◆ **EXERCISE OBJECTIVE**
The expected result is every line of the records, printed exactly.

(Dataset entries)
Start of Block

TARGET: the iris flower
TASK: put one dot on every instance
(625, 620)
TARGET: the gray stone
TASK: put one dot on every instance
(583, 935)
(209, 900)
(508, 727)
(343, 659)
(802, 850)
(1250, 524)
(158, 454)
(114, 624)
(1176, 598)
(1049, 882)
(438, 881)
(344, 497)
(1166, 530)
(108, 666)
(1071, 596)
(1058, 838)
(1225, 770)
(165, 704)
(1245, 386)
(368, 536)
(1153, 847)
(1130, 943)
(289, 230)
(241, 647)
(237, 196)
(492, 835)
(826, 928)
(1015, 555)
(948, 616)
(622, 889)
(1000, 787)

End of Block

◆ **ANSWER AREA**
TARGET: the iris flower
TASK: put one dot on every instance
(625, 620)
TARGET: the gray stone
TASK: put one dot on every instance
(583, 935)
(209, 900)
(508, 727)
(343, 659)
(802, 850)
(1250, 524)
(158, 454)
(114, 624)
(1176, 598)
(1049, 882)
(438, 881)
(344, 497)
(1166, 530)
(108, 666)
(1071, 596)
(1058, 838)
(1225, 770)
(165, 704)
(1245, 386)
(368, 536)
(1153, 847)
(1130, 943)
(289, 230)
(241, 647)
(237, 196)
(492, 835)
(826, 928)
(1015, 555)
(948, 616)
(622, 889)
(1000, 787)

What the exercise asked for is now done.